- [Available records]
============================================================

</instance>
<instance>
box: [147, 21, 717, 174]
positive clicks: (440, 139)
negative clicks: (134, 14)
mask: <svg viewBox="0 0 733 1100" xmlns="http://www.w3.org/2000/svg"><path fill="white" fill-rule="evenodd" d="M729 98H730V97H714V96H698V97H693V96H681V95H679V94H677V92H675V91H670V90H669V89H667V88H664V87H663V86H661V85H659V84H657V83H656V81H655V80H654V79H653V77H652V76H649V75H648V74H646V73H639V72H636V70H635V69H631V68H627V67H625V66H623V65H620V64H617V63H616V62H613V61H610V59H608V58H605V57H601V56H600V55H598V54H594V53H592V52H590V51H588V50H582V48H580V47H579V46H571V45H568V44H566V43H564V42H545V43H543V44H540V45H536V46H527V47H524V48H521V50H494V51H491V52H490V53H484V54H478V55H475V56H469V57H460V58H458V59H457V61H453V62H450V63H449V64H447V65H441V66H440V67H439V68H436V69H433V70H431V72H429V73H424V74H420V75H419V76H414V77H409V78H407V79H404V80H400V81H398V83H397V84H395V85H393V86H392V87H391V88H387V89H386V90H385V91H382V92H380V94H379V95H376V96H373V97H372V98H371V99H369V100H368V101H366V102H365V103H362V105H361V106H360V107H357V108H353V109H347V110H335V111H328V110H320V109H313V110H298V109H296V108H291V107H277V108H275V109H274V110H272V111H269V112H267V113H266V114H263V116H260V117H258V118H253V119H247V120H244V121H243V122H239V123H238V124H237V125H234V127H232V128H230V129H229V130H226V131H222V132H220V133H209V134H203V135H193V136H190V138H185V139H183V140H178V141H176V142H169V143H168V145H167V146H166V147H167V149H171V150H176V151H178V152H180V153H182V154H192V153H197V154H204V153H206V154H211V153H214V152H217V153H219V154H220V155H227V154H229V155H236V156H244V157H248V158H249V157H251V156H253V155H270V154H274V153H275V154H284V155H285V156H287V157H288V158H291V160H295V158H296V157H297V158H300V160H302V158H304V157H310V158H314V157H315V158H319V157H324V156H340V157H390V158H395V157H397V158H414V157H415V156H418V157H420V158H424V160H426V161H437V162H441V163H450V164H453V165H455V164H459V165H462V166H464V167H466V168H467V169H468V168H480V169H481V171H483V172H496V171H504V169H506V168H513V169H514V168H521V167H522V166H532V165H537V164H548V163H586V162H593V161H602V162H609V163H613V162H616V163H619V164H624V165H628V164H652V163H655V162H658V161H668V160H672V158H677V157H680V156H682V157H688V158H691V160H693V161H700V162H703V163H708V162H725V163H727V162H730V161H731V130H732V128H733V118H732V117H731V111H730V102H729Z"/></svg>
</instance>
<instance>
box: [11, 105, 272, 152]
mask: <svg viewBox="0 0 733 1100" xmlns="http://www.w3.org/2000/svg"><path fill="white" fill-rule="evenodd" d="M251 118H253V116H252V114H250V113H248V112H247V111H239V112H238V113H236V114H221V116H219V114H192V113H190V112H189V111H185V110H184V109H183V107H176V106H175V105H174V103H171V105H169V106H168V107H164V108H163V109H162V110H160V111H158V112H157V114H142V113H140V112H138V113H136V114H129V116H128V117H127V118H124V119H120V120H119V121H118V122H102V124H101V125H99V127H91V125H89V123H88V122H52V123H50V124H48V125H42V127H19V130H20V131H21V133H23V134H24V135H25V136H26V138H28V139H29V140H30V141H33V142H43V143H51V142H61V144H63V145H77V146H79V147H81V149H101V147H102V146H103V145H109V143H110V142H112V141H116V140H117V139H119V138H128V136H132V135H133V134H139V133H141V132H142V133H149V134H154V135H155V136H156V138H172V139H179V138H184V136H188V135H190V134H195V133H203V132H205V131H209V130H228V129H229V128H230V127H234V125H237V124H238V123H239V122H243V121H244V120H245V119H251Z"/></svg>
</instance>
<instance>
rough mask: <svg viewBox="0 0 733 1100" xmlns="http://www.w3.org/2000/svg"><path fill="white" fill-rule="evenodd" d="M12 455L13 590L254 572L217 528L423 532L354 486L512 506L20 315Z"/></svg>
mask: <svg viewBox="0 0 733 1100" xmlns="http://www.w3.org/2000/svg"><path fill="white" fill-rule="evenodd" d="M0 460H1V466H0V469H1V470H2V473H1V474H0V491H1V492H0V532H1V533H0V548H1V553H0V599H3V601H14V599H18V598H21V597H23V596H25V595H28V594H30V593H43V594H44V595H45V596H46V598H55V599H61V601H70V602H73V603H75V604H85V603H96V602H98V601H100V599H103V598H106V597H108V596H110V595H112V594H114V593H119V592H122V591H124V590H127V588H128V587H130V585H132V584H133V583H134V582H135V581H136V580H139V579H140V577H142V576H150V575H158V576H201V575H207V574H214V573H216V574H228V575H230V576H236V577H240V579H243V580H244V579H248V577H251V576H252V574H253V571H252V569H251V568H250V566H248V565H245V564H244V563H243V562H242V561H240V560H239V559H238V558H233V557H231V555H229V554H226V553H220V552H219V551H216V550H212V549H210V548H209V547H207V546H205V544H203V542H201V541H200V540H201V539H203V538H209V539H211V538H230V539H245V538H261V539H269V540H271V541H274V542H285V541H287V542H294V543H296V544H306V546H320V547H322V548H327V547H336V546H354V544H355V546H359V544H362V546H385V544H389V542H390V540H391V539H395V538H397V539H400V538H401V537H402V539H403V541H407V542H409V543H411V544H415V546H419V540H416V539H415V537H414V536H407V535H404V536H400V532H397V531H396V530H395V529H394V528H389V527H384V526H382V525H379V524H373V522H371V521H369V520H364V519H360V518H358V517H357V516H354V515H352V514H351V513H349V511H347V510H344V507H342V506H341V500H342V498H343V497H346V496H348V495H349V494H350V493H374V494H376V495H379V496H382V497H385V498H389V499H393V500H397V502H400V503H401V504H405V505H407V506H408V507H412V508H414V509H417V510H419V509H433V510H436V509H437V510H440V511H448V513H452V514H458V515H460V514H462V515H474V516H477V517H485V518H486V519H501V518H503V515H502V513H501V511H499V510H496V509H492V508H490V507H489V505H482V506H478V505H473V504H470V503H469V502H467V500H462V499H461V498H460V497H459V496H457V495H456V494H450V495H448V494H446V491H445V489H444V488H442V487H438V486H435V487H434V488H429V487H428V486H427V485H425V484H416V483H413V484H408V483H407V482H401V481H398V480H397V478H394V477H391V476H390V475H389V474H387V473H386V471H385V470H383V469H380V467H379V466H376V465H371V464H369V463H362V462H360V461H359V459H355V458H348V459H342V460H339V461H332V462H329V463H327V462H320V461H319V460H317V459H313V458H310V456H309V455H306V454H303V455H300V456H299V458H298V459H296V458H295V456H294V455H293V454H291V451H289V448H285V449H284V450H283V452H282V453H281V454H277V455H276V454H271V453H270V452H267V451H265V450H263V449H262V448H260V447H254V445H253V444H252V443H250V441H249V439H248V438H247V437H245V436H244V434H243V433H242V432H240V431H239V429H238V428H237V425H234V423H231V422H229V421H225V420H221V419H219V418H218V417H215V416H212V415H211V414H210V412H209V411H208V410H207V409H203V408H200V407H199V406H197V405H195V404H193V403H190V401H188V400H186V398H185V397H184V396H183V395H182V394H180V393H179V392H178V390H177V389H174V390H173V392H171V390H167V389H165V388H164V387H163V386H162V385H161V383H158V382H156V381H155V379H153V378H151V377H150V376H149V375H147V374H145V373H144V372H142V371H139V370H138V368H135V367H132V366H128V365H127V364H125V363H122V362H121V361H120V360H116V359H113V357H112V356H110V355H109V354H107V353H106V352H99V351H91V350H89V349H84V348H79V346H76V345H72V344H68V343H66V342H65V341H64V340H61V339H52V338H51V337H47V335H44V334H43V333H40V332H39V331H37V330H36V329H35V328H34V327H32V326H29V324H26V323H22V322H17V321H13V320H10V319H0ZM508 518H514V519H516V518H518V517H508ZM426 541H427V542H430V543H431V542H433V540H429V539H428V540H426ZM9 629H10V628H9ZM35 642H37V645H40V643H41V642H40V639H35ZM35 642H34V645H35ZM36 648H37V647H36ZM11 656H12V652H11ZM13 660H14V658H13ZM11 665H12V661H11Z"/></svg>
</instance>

============================================================

- [Job item]
Please rewrite the records from their start through the line with "negative clicks: (134, 14)", changing "positive clicks" to "foreground clicks" and keeping everything else the same. Give only those lines.

- [Task answer]
</instance>
<instance>
box: [147, 21, 717, 174]
foreground clicks: (440, 139)
negative clicks: (134, 14)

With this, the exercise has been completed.